■ **EXERCISE REQUIREMENTS**
A: Copy the passage from the CPU interlay text word for word, starting at the words "Many CPU families" and ending after the words "for crypto applications.".
B: How does the CPU interlay text go on from the point where it stops? Write the continuation.

■ **TEXT SECTION**
···

HLS Compilation for CPU Interlays

Jose Raul Garcia Ordaz and Dirk Koch
School of Computer Science, The University of Manchester, United Kingdom
\{raul.garcia, dirk.koch\}@manchester.ac.uk

ABSTRACT
The idea of coupling reconfigurable fabrics with general-purpose processors has been extensively studied during the last couple of decades. Custom instructions targeting those reconfigurable fabrics had to be handcrafted because tools capable of high level synthesis were not available at the time. Nowadays, high level synthesis tools have matured to a state allowing system designers to automatically generate hardware implementations from software applications.

At the end of Moore’s era, it is required to re-investigate reconfigurable custom instructions by taking full advantage of the latest HLS compilers. In this paper we introduce the concept of CPU interlays which are FPGA-like fabrics that are integrated directly into the core of a hardened processor. This enables the customization of an instruction set at runtime. While CPU interlays will show best performance with hand-optimized custom instructions, this paper suggests a semi-automated flow that does not need the expertise of an FPGA designer. Using automatic profiling together with HLS tools allows the acceleration of user programs with very little human interaction during application design.

By replacing the NEON SIMD unit of an ARM Cortex-A9 with an interlay taking the same die area, we could demonstrate speedups as high as $68 \times$ for individual function kernels without touching any RTL code. Furthermore, we show that while HLS compilers can enhance design productivity, it is in some cases required to follow a HLS-friendly coding style for maximizing performance.

1. INTRODUCTION

Many CPU families have gained significant complexity (and corresponding real estate) throughout their many years of development. For instance, the ARMv5 ISA provided less than 40 instructions. Later, the ARMv6 ISA provided around 100 instructions including SIMD instructions such as USAD. More recently, the ARMv7 ISA introduced a media instruction set extension (ISE) known as NEON. In total, the ARMv7 ISA including the NEON (ISE) provides around 250 instructions. The most recent ARM ISA (i.e. ARMv8) boasting almost 300 instructions, introduced a SIMD ISE for crypto applications.

However, instead of adding more and more complexity to a CPU core, which may have negative impact on energy efficiency and overall throughput design, interlays add a reconfigurable fabric inside an otherwise hardened CPU core. Interlays can be seen as customized FPGA fabrics to add just the reconfigurability that is needed to gain substantial performance gains through customizing an instruction set. By configuring an interlay with an interlay bitstream, a customized instruction set can be adapted and used while the system is running. This approach follows the ideas first introduced in seminal work like [2][3].

···

■ **INFORMATION PROVIDED**

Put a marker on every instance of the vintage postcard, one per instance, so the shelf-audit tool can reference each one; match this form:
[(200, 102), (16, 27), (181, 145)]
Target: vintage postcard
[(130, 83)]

···

■ **RESPONSES BY TASK**
A:
Many CPU families have gained significant complexity (and corresponding real estate) throughout their many years of development. For instance, the ARMv5 ISA provided less than 40 instructions. Later, the ARMv6 ISA provided around 100 instructions including SIMD instructions such as USAD. More recently, the ARMv7 ISA introduced a media instruction set extension (ISE) known as NEON. In total, the ARMv7 ISA including the NEON (ISE) provides around 250 instructions. The most recent ARM ISA (i.e. ARMv8) boasting almost 300 instructions, introduced a SIMD ISE for crypto applications.

B:
Currently, the trend is to embed a processor SoC into a relatively large FPGA fabric (e.g., as done for Xilinx Zynq FPGAs). Instead of this, interlays are rather tiny and they are embedded inside a hardened CPU core. Furthermore, interlays are very tightly coupled to its CPU (allowing to call acceleration instructions directly in user mode). With this, interlays enable a path for building low cost and energy efficient systems in a software centric (and consequently faster) way while still providing a path for substantial acceleration through instruction set customization. We believe that in particular very heterogeneous applications domains (such as Internet of Things systems) will benefit from this approach.

Typically, hand-optimized interlay instructions will result in best acceleration, but this design path needs hardware design expertise and takes substantially longer to design. In this paper, we investigate a mostly automated compilation flow that exploits an interlay fabric entirely through a software design path using high-level synthesis (HLS).

2. RELATED WORK

In order to meet the design challenges of future SoC architectures which incorporate FPGA fabrics, tools for automatically compiling high level code to FPGAs have been developed. Some of these tools are based on mapping data flow graphs (DFG) into hardware. A recent example of design frameworks using the DFG-based approach is FISH [4], which can extract compute intensive subgraphs directly from C/C++ applications. These DFGs are then mapped into custom instructions. Similar approaches are discussed in [5][6].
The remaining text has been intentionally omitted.